Short task 1
Print the passage from the essay on utopian and dystopian fiction verbatim, starting at "To set out my" and ending at "that it’s all a matter of perspective.".

Source extract
start

I write near-future fiction and I frequently get asked, “Why aren’t there more utopian stories and why don’t you write more optimistic futures?”

I believe my stories are optimistic, albeit often dark and focussed on the unintended consequences of mixing messy humans with imperfect technology. Still, I agree there is an imbalance between the numbers of utopian stories compared to dystopian. You only have to look at the Wikipedia entries for twenty-first century dystopian and utopian literature. There are one hundred and six dystopian[1] and only four utopian[2], of which only Iain Banks’ Culture series are novels. The imbalance is staggering.

We need an agreed definition of utopia and dystopia before we can begin to discuss their merits or otherwise. So I’ll use this definition: “Utopia: (the idea of) a perfect society in which everyone works well with each other and is happy.”[3] Dystopia is then defined by the same dictionary as: “(the idea of) a society in which people do not work well with each other and are not happy.” These are simplistic definitions, but then utopia and dystopia are terms that are often used in simplistic ways.

To set out my stall early — I realise that one person’s idea of a utopia is often another’s dystopia. I love the way that in one of the novels that inspired Nineteen Eighty-Four, We by Yevgeny Zamyatin, the protagonist begins by embracing his utopia completely while we the reader see it immediately as a dystopia. While this is a tactic of dramatic irony, it does a good job of showing that it’s all a matter of perspective.

We know that the context of the times in which the writer works is crucial when thinking about utopias and dystopias, not least because science fiction is mostly a reflection of the society of the day. Although Margaret Atwood also used the past and has said of the Handmaid’s Tale that, “There’s nothing in the book that hasn’t already happened.” This could lead you to believe that in the real-life versions of this dystopian nightmare, the Commander would have seen his world as utopian — it’s all a matter of perspective. In 2019, the Financial Times published an article posing the question, “Orwell v Huxley: whose dystopia are we living in today?”[4] It’s a good question and an article worth reading. What’s fascinating is that it takes for granted that we are living in a dystopia. Although, right now, it’s hard to imagine an article asking whose fictional utopia we are living in. That said we’re far better off living now than in mediaeval times. But the fact that many commentators still consider today’s world to be dystopian shows a desire for a better world. We have an inherent hope for that elusive utopia and we are prepared to strive for it.

So, rather than push for more utopian stories we should question why there’s an imbalance between utopian and dystopian fiction; whether they fulfil different functions; and how they can both be inspirational.

end

Source data
start

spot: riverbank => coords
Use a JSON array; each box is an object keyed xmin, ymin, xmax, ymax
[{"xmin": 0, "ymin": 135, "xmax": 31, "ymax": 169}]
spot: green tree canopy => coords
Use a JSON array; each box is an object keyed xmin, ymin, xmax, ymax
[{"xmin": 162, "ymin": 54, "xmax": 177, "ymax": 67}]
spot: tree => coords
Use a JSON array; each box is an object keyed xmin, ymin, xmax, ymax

end
start

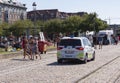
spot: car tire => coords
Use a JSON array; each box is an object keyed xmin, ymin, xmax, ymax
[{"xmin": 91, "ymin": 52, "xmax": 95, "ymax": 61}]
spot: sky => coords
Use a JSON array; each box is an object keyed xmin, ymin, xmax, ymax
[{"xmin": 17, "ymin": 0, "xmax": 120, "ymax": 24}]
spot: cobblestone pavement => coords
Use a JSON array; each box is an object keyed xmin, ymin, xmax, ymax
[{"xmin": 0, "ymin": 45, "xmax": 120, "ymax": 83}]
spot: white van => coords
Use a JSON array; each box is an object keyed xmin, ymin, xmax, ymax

end

Short task 2
Please count the lines of the records above that contain the string "spot", matching case exactly, and reply with only that number.

Task solution 1
To set out my stall early — I realise that one person’s idea of a utopia is often another’s dystopia. I love the way that in one of the novels that inspired Nineteen Eighty-Four, We by Yevgeny Zamyatin, the protagonist begins by embracing his utopia completely while we the reader see it immediately as a dystopia. While this is a tactic of dramatic irony, it does a good job of showing that it’s all a matter of perspective.

Task solution 2
7